#### TRECHO SELECIONADO:
□ □ □ □

RE - 3890 - Sessão: 19/11/2018 às 17:00

RELATÓRIO

Cuida-se de recurso eleitoral interposto pelo PARTIDO PROGRESSISTA (PP) de Santiago contra a sentença do Juízo da 44ª Zona Eleitoral que desaprovou as contas da agremiação referentes à movimentação financeira do exercício de 2016 e determinou: a) o recolhimento da quantia de R$ 79.368,00, resultante da soma do valor considerado como proveniente de fonte vedada (R$ 66.140,00), acrescida de multa de 20%; e b) a suspensão do repasse de verbas do Fundo Partidário pelo período de sete meses (fls. 389-392).

Em suas razões (fls. 399-424), o partido sustenta que os recursos considerados irregulares estão de acordo com a legislação vigente ao tempo do julgamento das contas. Informa que a quantia a ser recolhida ao Tesouro Nacional compromete a continuidade do órgão partidário. Postula o afastamento da multa imposta ou a sua redução. Argumenta que a determinação de suspensão do repasse de verbas do Fundo Partidário é indevida, nos termos do art. 37 da Lei n. 9.096/95. Invoca a aplicação retroativa da Lei n. 13.488/17, que admite a contribuição de filiado ao partido, porquanto mais benéfica. Defende a licitude das doações realizadas por ocupantes de funções de assessoramento, enquadrando-se nesta espécie os cargos de Oficial de Gabinete da Câmara de Vereadores, Assessor Especial da Defensoria Pública do RS, Assessor do Prefeito, do Vice-Prefeito e do Procurador-Geral do Município. Assevera que os recursos recebidos no período eleitoral devem ser considerados regulares. Ao final, requer a reforma da sentença, para que as contas sejam aprovadas e afastadas ou reduzidas a quantia a ser recolhida ao Tesouro Nacional, a multa aplicada e a suspensão do repasse de verbas do Fundo Partidário.

□ □ □ □

#### DADOS BRUTOS:
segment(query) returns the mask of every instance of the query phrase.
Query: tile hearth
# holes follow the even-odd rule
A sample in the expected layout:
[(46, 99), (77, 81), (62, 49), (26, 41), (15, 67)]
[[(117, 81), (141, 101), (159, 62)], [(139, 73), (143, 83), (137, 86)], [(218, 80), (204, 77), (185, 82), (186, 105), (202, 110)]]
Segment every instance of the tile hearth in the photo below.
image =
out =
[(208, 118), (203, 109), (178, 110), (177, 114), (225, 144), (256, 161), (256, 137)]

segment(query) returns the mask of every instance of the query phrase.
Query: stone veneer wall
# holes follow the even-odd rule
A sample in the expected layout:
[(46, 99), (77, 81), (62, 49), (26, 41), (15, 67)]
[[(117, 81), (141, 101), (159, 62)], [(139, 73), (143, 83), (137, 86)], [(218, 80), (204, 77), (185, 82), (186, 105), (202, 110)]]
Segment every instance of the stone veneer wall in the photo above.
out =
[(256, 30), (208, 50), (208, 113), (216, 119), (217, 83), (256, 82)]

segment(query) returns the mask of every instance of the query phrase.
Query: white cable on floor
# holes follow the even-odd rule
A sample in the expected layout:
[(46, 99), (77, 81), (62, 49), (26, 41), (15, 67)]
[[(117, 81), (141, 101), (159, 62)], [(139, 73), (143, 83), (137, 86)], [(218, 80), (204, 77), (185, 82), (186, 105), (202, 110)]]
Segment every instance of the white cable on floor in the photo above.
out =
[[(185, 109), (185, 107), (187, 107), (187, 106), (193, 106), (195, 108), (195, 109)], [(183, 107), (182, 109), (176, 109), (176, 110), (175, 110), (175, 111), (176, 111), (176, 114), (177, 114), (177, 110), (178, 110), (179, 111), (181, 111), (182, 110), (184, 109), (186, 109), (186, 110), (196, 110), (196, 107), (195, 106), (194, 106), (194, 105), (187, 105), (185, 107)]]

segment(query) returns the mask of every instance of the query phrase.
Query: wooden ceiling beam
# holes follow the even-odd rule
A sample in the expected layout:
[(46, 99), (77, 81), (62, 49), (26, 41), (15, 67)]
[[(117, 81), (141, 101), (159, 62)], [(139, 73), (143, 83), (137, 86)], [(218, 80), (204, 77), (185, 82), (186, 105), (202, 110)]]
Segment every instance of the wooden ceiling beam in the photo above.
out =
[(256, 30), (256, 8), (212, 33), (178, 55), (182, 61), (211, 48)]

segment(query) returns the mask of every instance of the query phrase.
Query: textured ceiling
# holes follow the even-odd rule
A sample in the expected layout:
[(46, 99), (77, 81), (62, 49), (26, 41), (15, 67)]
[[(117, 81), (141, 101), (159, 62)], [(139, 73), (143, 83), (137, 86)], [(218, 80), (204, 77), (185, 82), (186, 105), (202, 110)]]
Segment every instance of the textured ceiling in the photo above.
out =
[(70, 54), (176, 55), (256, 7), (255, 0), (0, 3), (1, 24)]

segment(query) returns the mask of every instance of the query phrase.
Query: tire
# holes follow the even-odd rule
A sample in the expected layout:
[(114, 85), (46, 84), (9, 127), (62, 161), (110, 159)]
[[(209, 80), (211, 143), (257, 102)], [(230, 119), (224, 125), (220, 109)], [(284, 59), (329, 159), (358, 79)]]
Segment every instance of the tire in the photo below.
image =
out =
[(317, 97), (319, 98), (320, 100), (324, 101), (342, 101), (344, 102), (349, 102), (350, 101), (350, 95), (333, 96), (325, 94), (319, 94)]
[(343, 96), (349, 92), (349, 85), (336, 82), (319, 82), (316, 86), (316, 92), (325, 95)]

□ □ □ □

#### PROBLEMA PROPOSTO 1:
Extraia do relatório do recurso eleitoral o trecho que começa nas palavras "RE - 3890 - Sessão: 19/11/2018" e termina logo após "meses (fls. 389-392).".
#### PROBLEMA PROPOSTO 2:
Segundo o relatório do recurso eleitoral, por quanto tempo a sentença suspendeu o repasse de verbas do Fundo Partidário?

#### RESPOSTA DA TAREFA 1:
RE - 3890 - Sessão: 19/11/2018 às 17:00

RELATÓRIO

Cuida-se de recurso eleitoral interposto pelo PARTIDO PROGRESSISTA (PP) de Santiago contra a sentença do Juízo da 44ª Zona Eleitoral que desaprovou as contas da agremiação referentes à movimentação financeira do exercício de 2016 e determinou: a) o recolhimento da quantia de R$ 79.368,00, resultante da soma do valor considerado como proveniente de fonte vedada (R$ 66.140,00), acrescida de multa de 20%; e b) a suspensão do repasse de verbas do Fundo Partidário pelo período de sete meses (fls. 389-392).

#### RESPOSTA DA TAREFA 2:
Por sete meses.